* WORK TO COMPLETE
Render the material below as a JSON list of strings, one string for each line, leaving out any blank lines.

* MATERIAL FOR THIS EXERCISE
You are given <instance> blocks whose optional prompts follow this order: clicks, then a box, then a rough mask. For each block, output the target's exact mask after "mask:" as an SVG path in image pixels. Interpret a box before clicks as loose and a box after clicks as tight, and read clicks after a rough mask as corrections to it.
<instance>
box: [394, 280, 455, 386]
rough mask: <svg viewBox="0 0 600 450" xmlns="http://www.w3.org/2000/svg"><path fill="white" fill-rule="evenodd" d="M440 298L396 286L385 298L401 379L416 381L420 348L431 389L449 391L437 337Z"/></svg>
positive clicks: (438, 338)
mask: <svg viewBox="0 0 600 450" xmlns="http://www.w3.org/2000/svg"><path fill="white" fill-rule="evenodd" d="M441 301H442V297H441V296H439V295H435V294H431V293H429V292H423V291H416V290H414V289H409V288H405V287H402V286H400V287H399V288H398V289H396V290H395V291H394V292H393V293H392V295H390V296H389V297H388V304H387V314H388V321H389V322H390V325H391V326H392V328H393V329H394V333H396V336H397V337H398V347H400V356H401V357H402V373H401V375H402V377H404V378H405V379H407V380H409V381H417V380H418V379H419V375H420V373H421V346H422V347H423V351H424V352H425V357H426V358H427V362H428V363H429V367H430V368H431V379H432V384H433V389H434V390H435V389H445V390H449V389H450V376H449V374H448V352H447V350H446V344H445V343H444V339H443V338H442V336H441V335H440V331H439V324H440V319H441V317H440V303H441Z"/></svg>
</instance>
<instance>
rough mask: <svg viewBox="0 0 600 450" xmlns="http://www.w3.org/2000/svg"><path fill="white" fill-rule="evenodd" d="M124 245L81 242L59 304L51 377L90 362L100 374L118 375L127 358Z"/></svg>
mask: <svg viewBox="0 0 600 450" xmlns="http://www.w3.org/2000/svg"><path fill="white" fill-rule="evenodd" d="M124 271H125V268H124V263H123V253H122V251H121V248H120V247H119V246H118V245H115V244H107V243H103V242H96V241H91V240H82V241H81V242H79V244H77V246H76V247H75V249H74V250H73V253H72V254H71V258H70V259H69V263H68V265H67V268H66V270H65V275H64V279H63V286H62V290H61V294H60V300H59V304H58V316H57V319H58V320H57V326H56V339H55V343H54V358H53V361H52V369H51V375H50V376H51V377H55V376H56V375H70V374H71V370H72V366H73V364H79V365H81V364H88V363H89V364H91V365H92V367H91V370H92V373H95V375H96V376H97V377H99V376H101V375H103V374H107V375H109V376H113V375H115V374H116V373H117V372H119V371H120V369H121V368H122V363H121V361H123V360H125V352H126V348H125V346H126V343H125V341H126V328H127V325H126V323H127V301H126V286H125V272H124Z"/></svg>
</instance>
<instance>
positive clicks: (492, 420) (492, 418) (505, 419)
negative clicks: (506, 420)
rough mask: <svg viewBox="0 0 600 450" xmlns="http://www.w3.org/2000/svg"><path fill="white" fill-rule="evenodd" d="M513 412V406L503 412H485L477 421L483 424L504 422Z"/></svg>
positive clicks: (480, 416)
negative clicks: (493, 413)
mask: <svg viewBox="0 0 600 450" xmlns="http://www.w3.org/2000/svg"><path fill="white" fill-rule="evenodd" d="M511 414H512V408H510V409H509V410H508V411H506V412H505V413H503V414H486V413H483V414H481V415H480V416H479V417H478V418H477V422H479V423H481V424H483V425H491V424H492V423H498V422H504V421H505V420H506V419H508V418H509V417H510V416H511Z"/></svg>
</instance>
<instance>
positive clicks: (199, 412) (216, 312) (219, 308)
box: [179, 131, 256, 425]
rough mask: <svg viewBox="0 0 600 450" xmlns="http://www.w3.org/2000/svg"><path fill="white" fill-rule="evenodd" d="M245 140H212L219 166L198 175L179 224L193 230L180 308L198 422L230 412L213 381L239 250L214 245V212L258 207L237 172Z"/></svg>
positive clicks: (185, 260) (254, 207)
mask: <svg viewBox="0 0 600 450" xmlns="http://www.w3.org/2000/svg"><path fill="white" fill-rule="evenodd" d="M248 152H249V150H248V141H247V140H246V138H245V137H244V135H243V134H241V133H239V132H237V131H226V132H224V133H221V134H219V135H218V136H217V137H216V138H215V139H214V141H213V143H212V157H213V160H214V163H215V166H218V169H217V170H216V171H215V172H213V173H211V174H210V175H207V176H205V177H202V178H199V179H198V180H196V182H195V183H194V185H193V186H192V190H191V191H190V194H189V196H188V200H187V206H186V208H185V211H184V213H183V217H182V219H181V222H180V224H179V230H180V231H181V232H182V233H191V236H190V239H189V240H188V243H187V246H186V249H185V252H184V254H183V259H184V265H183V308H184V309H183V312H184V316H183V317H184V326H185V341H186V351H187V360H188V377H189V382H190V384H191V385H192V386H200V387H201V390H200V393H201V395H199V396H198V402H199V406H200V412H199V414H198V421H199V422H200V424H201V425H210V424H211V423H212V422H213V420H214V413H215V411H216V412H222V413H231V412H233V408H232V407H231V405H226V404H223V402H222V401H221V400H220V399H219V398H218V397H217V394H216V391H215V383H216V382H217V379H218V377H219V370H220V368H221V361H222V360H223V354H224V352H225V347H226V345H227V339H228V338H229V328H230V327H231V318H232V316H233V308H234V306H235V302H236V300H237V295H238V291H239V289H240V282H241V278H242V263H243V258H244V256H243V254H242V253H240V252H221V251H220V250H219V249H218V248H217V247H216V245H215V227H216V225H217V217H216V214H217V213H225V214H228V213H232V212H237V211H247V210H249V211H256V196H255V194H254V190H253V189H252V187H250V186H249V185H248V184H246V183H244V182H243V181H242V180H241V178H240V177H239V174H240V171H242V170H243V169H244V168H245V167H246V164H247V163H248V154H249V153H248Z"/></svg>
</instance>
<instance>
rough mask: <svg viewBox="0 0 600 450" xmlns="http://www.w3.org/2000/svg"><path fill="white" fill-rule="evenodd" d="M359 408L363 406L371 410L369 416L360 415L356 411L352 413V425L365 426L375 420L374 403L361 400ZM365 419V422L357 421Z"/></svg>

* REPLY TO THE EXERCISE
[
  "You are given <instance> blocks whose optional prompts follow this order: clicks, then a box, then a rough mask. For each block, output the target's exact mask after \"mask:\" as an SVG path in image pixels. Interpret a box before clicks as loose and a box after clicks as tight, and read clicks after a rough mask as corrections to it.",
  "<instance>",
  "box: [394, 280, 455, 386]",
  "rough mask: <svg viewBox=\"0 0 600 450\" xmlns=\"http://www.w3.org/2000/svg\"><path fill=\"white\" fill-rule=\"evenodd\" d=\"M440 298L396 286L385 298L401 379L416 381L420 348L431 389L449 391L437 337Z\"/></svg>",
  "positive clicks: (438, 338)",
  "mask: <svg viewBox=\"0 0 600 450\" xmlns=\"http://www.w3.org/2000/svg\"><path fill=\"white\" fill-rule=\"evenodd\" d=\"M441 301H442V297H441V296H439V295H435V294H431V293H429V292H423V291H416V290H414V289H409V288H405V287H402V286H400V287H399V288H398V289H396V290H395V291H394V292H393V293H392V295H390V296H389V297H388V304H387V314H388V321H389V322H390V325H391V326H392V328H393V329H394V333H396V336H397V337H398V347H400V356H401V357H402V373H401V375H402V377H404V378H405V379H407V380H409V381H417V380H418V379H419V375H420V373H421V346H422V347H423V351H424V352H425V357H426V358H427V362H428V363H429V367H430V368H431V379H432V384H433V389H434V390H435V389H445V390H449V389H450V376H449V374H448V352H447V350H446V344H445V343H444V339H443V338H442V336H441V335H440V331H439V324H440V319H441V317H440V303H441Z\"/></svg>",
  "</instance>",
  "<instance>",
  "rough mask: <svg viewBox=\"0 0 600 450\" xmlns=\"http://www.w3.org/2000/svg\"><path fill=\"white\" fill-rule=\"evenodd\" d=\"M124 245L81 242L59 304L51 377L90 362L100 374L118 375L127 358Z\"/></svg>",
  "mask: <svg viewBox=\"0 0 600 450\" xmlns=\"http://www.w3.org/2000/svg\"><path fill=\"white\" fill-rule=\"evenodd\" d=\"M124 271H125V268H124V263H123V253H122V251H121V248H120V247H119V246H118V245H115V244H107V243H103V242H96V241H91V240H82V241H81V242H79V244H77V246H76V247H75V249H74V250H73V253H72V254H71V258H70V259H69V263H68V265H67V268H66V270H65V275H64V279H63V286H62V290H61V294H60V300H59V304H58V316H57V319H58V320H57V326H56V339H55V343H54V358H53V361H52V369H51V375H50V376H51V377H55V376H56V375H70V374H71V370H72V366H73V364H79V365H81V364H88V363H89V364H91V365H92V367H91V370H92V373H95V375H96V376H97V377H99V376H101V375H103V374H107V375H109V376H113V375H115V374H116V373H117V372H119V371H120V369H121V368H122V363H121V361H123V360H125V352H126V348H125V346H126V343H125V341H126V328H127V325H126V323H127V301H126V286H125V272H124Z\"/></svg>",
  "</instance>",
  "<instance>",
  "positive clicks: (492, 420) (492, 418) (505, 419)",
  "negative clicks: (506, 420)",
  "rough mask: <svg viewBox=\"0 0 600 450\" xmlns=\"http://www.w3.org/2000/svg\"><path fill=\"white\" fill-rule=\"evenodd\" d=\"M513 412V406L503 412H485L477 421L483 424L504 422Z\"/></svg>",
  "positive clicks: (480, 416)",
  "negative clicks: (493, 413)",
  "mask: <svg viewBox=\"0 0 600 450\" xmlns=\"http://www.w3.org/2000/svg\"><path fill=\"white\" fill-rule=\"evenodd\" d=\"M511 414H512V408H510V409H509V410H508V411H506V412H505V413H503V414H486V413H483V414H481V415H480V416H479V417H478V418H477V422H479V423H481V424H483V425H491V424H492V423H498V422H504V421H505V420H506V419H508V418H509V417H510V416H511Z\"/></svg>",
  "</instance>",
  "<instance>",
  "positive clicks: (199, 412) (216, 312) (219, 308)",
  "box: [179, 131, 256, 425]",
  "rough mask: <svg viewBox=\"0 0 600 450\" xmlns=\"http://www.w3.org/2000/svg\"><path fill=\"white\" fill-rule=\"evenodd\" d=\"M245 140H212L219 166L198 175L179 224L193 230L180 308L198 422L230 412L213 381L239 250L214 245V212L258 207L237 172Z\"/></svg>",
  "positive clicks: (185, 260) (254, 207)",
  "mask: <svg viewBox=\"0 0 600 450\" xmlns=\"http://www.w3.org/2000/svg\"><path fill=\"white\" fill-rule=\"evenodd\" d=\"M248 152H249V150H248V141H247V140H246V138H245V137H244V135H243V134H241V133H239V132H237V131H226V132H224V133H221V134H219V135H218V136H217V137H216V138H215V139H214V141H213V143H212V157H213V160H214V163H215V166H218V169H217V170H216V171H215V172H213V173H211V174H210V175H207V176H205V177H202V178H199V179H198V180H196V182H195V183H194V185H193V186H192V190H191V191H190V194H189V196H188V200H187V206H186V208H185V211H184V213H183V217H182V219H181V222H180V224H179V230H180V231H181V232H182V233H191V236H190V239H189V240H188V243H187V246H186V249H185V252H184V254H183V259H184V265H183V308H184V309H183V312H184V316H183V317H184V326H185V341H186V351H187V360H188V377H189V382H190V384H191V385H192V386H200V387H201V390H200V393H201V395H199V396H198V402H199V406H200V412H199V414H198V421H199V422H200V424H201V425H210V424H211V423H212V422H213V420H214V413H215V411H216V412H222V413H231V412H233V408H232V407H231V405H226V404H223V402H222V401H221V400H220V399H219V398H218V397H217V394H216V391H215V383H216V382H217V379H218V377H219V370H220V368H221V361H222V360H223V354H224V352H225V347H226V345H227V339H228V338H229V328H230V327H231V318H232V316H233V308H234V306H235V302H236V300H237V295H238V291H239V289H240V282H241V278H242V263H243V258H244V256H243V254H242V253H240V252H221V251H220V250H219V249H218V248H217V247H216V245H215V227H216V225H217V217H216V214H217V213H225V214H228V213H232V212H237V211H247V210H249V211H256V196H255V194H254V190H253V189H252V187H250V186H249V185H248V184H246V183H244V182H243V181H242V180H241V178H240V177H239V174H240V171H242V170H243V169H244V168H245V167H246V164H247V163H248V154H249V153H248Z\"/></svg>",
  "</instance>",
  "<instance>",
  "rough mask: <svg viewBox=\"0 0 600 450\" xmlns=\"http://www.w3.org/2000/svg\"><path fill=\"white\" fill-rule=\"evenodd\" d=\"M359 408L363 406L371 410L369 416L360 415L356 411L352 413V425L365 426L375 420L374 403L361 400ZM365 419V422L357 421Z\"/></svg>"
]